> **Data to use**:
* * * * * * *

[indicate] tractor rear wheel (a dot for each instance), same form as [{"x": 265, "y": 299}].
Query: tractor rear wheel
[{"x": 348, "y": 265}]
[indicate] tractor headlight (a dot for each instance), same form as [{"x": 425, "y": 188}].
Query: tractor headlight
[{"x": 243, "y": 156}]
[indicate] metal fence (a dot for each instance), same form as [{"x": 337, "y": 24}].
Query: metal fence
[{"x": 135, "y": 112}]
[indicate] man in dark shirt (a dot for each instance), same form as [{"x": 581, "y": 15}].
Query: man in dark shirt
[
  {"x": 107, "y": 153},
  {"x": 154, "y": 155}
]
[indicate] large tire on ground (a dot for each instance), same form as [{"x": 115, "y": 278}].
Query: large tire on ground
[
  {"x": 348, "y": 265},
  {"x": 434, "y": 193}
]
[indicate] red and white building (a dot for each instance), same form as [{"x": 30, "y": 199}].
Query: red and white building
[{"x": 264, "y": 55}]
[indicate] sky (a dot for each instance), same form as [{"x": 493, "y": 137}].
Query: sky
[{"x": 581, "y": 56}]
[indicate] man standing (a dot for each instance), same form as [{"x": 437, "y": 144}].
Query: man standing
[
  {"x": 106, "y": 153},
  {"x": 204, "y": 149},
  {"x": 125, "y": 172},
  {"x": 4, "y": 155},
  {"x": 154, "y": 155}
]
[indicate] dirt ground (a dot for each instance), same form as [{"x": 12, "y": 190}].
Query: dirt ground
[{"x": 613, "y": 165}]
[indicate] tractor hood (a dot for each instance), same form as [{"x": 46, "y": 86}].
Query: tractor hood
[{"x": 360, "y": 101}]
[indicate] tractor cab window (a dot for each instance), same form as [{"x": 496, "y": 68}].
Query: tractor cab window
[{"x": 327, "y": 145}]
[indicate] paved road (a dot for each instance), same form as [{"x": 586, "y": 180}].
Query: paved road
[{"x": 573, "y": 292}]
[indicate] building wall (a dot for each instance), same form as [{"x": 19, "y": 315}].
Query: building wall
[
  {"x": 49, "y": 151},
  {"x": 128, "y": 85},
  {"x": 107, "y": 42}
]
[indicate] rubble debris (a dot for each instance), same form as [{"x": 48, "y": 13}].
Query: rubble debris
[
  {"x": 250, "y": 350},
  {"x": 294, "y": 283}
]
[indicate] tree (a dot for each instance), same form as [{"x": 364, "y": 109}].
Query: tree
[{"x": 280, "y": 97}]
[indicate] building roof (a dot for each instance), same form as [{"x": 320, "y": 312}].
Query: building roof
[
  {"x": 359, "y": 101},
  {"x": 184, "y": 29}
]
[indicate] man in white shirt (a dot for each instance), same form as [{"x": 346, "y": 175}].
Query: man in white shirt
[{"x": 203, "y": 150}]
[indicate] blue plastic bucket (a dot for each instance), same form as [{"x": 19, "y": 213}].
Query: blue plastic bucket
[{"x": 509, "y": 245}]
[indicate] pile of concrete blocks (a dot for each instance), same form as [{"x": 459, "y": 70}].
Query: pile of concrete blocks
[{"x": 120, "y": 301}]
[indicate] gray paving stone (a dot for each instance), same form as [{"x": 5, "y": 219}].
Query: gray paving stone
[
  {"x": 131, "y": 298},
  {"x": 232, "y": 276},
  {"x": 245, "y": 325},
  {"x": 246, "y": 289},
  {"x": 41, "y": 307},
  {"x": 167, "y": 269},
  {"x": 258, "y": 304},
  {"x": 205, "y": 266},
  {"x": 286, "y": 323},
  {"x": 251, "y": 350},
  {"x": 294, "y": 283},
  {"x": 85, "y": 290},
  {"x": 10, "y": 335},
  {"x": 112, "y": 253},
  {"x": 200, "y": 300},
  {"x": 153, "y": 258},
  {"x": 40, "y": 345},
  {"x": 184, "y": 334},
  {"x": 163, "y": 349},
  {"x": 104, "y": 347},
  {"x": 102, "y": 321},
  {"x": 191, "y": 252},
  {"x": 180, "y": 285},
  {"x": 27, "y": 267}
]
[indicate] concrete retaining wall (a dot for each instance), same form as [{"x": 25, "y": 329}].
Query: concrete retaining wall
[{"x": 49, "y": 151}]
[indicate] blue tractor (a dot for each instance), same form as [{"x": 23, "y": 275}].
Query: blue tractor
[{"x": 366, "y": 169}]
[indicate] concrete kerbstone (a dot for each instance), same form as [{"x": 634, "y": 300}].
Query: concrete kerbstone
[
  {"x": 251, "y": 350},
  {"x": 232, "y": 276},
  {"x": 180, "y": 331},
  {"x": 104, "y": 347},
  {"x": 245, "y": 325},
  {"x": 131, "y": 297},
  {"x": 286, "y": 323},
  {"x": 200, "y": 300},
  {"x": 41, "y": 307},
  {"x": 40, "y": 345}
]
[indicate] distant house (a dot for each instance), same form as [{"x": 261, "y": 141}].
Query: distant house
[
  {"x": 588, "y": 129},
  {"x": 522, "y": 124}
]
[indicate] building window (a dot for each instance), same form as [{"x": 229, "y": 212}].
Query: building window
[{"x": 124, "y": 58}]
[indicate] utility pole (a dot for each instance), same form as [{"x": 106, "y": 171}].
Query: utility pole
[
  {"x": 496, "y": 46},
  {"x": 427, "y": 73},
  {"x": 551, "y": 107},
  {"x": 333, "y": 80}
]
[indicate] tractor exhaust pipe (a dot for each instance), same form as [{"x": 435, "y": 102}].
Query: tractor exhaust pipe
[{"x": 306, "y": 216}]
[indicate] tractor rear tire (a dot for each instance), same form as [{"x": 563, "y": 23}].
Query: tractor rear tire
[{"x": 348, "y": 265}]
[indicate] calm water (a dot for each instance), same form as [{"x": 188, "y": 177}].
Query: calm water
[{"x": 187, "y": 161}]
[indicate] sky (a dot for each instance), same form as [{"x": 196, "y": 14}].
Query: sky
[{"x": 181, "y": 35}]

* * * * * * *

> **Task directions**:
Reproduce all of the records above, substituting "point" for every occurrence of "dot" and leaving everything else unchanged.

> **Exercise result**:
[indicate] tractor rear wheel (a point for each instance), same form as [{"x": 265, "y": 299}].
Query: tractor rear wheel
[{"x": 348, "y": 265}]
[indicate] tractor headlight (a point for each instance), same form as [{"x": 425, "y": 188}].
Query: tractor headlight
[{"x": 243, "y": 156}]
[indicate] metal fence (a point for each instance), same form as [{"x": 337, "y": 24}].
Query: metal fence
[{"x": 135, "y": 112}]
[indicate] man in dark shirt (a point for each instance), same form as [{"x": 581, "y": 15}].
Query: man in dark shirt
[
  {"x": 107, "y": 153},
  {"x": 154, "y": 155}
]
[indicate] large tire on ground (a point for each instance), same form as [{"x": 115, "y": 278}].
Query: large tire on ground
[
  {"x": 348, "y": 265},
  {"x": 434, "y": 193}
]
[indicate] red and white building (a point for each instance), same form as [{"x": 30, "y": 199}].
Query: red and white building
[{"x": 264, "y": 55}]
[indicate] sky (a point for each instance), same form as [{"x": 493, "y": 137}].
Query: sky
[{"x": 581, "y": 56}]
[indicate] man standing (a point for each instance), same form as [{"x": 437, "y": 144}].
Query: man standing
[
  {"x": 106, "y": 153},
  {"x": 204, "y": 149},
  {"x": 125, "y": 172},
  {"x": 4, "y": 155},
  {"x": 154, "y": 155}
]
[indicate] dirt ground (a point for each instance), same form as [{"x": 12, "y": 190}].
Query: dirt ground
[{"x": 613, "y": 165}]
[indicate] tractor hood (a point for each instance), same form as [{"x": 46, "y": 86}].
Query: tractor hood
[{"x": 360, "y": 101}]
[indicate] tractor cab window (a point for each instance), same form as [{"x": 496, "y": 68}].
Query: tractor cab window
[{"x": 327, "y": 145}]
[indicate] paved road (a point for each instance), same form as [{"x": 586, "y": 180}].
Query: paved road
[{"x": 573, "y": 292}]
[indicate] building wall (a point for each instance), same form as [{"x": 19, "y": 315}].
Query: building wall
[
  {"x": 49, "y": 151},
  {"x": 128, "y": 85},
  {"x": 107, "y": 42}
]
[indicate] rubble debris (a point for each instance), same form as [{"x": 48, "y": 13}].
Query: rubble debris
[
  {"x": 250, "y": 350},
  {"x": 294, "y": 283}
]
[indicate] tree (a point for each instance), same form as [{"x": 364, "y": 109}].
Query: tree
[{"x": 280, "y": 97}]
[indicate] building roof (a point for each instance), same form as [{"x": 320, "y": 312}].
Query: building roof
[
  {"x": 359, "y": 101},
  {"x": 184, "y": 29}
]
[indicate] man in white shirt (a point for each instance), same form as [{"x": 346, "y": 175}].
Query: man in white shirt
[{"x": 203, "y": 150}]
[indicate] blue plastic bucket (a point for each instance), same form as [{"x": 19, "y": 213}].
Query: blue plastic bucket
[{"x": 509, "y": 245}]
[indicate] pile of concrete blocks (a point for each instance), same form as [{"x": 459, "y": 70}].
Query: pile of concrete blocks
[{"x": 120, "y": 301}]
[indicate] gray paving stone (a point for each instance), same form as [{"x": 5, "y": 219}].
Query: gray paving stone
[
  {"x": 131, "y": 298},
  {"x": 232, "y": 276},
  {"x": 245, "y": 325},
  {"x": 246, "y": 289},
  {"x": 41, "y": 307},
  {"x": 167, "y": 269},
  {"x": 258, "y": 304},
  {"x": 205, "y": 266},
  {"x": 286, "y": 323},
  {"x": 251, "y": 350},
  {"x": 294, "y": 283},
  {"x": 85, "y": 290},
  {"x": 10, "y": 335},
  {"x": 112, "y": 253},
  {"x": 200, "y": 300},
  {"x": 153, "y": 258},
  {"x": 40, "y": 345},
  {"x": 184, "y": 334},
  {"x": 163, "y": 349},
  {"x": 104, "y": 347},
  {"x": 102, "y": 321},
  {"x": 191, "y": 252},
  {"x": 180, "y": 285},
  {"x": 27, "y": 267}
]
[indicate] concrete retaining wall (a point for each instance), same form as [{"x": 25, "y": 329}].
Query: concrete retaining wall
[{"x": 49, "y": 151}]
[indicate] blue tractor (a point for each instance), same form as [{"x": 23, "y": 275}].
Query: blue tractor
[{"x": 366, "y": 169}]
[indicate] concrete kerbstone (a point for each instance), same form as [{"x": 634, "y": 300}].
Query: concrete kerbstone
[
  {"x": 251, "y": 350},
  {"x": 232, "y": 276},
  {"x": 180, "y": 331},
  {"x": 104, "y": 347},
  {"x": 245, "y": 325},
  {"x": 131, "y": 297},
  {"x": 286, "y": 323},
  {"x": 200, "y": 300},
  {"x": 41, "y": 307},
  {"x": 40, "y": 345}
]
[indicate] distant house (a point for each instance), same form as [{"x": 261, "y": 141}].
Query: distant house
[
  {"x": 588, "y": 129},
  {"x": 522, "y": 124}
]
[indicate] building window (a point for each instance), same form as [{"x": 229, "y": 212}].
Query: building window
[{"x": 124, "y": 58}]
[indicate] utility pole (a point for each instance), same form as [{"x": 106, "y": 171}].
Query: utility pole
[
  {"x": 496, "y": 46},
  {"x": 427, "y": 73},
  {"x": 551, "y": 107},
  {"x": 333, "y": 80}
]
[indicate] tractor exhaust pipe (a point for each instance), same form as [{"x": 435, "y": 102}].
Query: tractor exhaust pipe
[{"x": 306, "y": 216}]
[indicate] tractor rear tire (a point for each instance), same form as [{"x": 563, "y": 23}].
Query: tractor rear tire
[{"x": 348, "y": 265}]
[indicate] calm water (a point for each instance), same form as [{"x": 188, "y": 177}].
Query: calm water
[{"x": 187, "y": 161}]
[indicate] sky (a point for each instance), same form as [{"x": 196, "y": 14}].
Query: sky
[{"x": 181, "y": 35}]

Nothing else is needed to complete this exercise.